The reply should give back every entry exactly as written.
= Beginning of Section =
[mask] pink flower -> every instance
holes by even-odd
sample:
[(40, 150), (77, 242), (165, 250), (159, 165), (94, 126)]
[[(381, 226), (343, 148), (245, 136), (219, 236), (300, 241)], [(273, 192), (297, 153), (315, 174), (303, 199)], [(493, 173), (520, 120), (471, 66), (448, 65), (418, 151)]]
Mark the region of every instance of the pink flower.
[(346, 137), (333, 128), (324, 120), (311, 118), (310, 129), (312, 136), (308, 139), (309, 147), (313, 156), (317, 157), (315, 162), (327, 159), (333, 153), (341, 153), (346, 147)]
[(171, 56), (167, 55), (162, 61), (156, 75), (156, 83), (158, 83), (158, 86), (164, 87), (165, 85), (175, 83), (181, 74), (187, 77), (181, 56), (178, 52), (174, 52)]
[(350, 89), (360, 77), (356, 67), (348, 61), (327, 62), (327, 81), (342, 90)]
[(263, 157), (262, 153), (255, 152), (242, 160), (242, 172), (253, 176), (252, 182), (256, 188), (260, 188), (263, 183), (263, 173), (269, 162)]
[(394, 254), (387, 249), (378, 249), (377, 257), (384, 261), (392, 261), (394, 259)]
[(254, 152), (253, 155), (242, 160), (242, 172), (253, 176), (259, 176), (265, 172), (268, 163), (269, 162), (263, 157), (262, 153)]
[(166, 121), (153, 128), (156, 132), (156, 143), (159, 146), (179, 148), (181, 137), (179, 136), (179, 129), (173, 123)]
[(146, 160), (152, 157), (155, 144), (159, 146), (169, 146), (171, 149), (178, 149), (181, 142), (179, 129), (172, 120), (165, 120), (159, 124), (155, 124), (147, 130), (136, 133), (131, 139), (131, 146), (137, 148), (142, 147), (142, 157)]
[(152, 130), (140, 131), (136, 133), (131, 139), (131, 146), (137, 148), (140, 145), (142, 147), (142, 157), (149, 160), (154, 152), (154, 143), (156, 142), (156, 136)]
= End of Section =
Written answer:
[mask] pink flower -> every instance
holes by even-odd
sample:
[(40, 150), (77, 242), (165, 250), (159, 165), (94, 126)]
[[(381, 226), (343, 148), (245, 136), (219, 236), (300, 241)], [(273, 192), (297, 153), (315, 174), (303, 199)], [(493, 173), (520, 120), (471, 66), (448, 65), (418, 151)]]
Mark the region of every instance of the pink flower.
[(346, 137), (333, 128), (324, 120), (311, 118), (310, 129), (312, 136), (308, 139), (309, 147), (313, 156), (317, 157), (315, 162), (327, 159), (333, 153), (341, 153), (346, 147)]
[(171, 56), (167, 55), (162, 61), (156, 75), (156, 83), (158, 83), (158, 86), (164, 87), (165, 85), (175, 83), (181, 74), (187, 77), (181, 56), (178, 52), (174, 52)]
[(350, 89), (360, 77), (356, 67), (348, 61), (327, 62), (327, 81), (342, 90)]
[(263, 157), (262, 153), (255, 152), (242, 160), (242, 172), (253, 176), (252, 182), (256, 188), (260, 188), (263, 183), (263, 173), (269, 162)]
[(394, 254), (387, 249), (378, 249), (377, 257), (384, 261), (392, 261), (394, 259)]
[(254, 152), (253, 155), (242, 160), (242, 172), (253, 176), (259, 176), (265, 172), (268, 163), (269, 162), (263, 157), (262, 153)]
[(166, 121), (153, 128), (156, 132), (156, 143), (159, 146), (179, 148), (181, 137), (179, 136), (179, 129), (173, 123)]
[(146, 160), (152, 157), (155, 144), (159, 146), (169, 146), (171, 149), (178, 149), (181, 142), (179, 129), (172, 120), (165, 120), (159, 124), (155, 124), (147, 130), (136, 133), (131, 139), (131, 146), (137, 148), (142, 147), (142, 157)]
[(152, 130), (140, 131), (136, 133), (131, 139), (131, 146), (137, 148), (140, 145), (142, 147), (142, 157), (149, 160), (154, 152), (154, 143), (156, 142), (156, 136)]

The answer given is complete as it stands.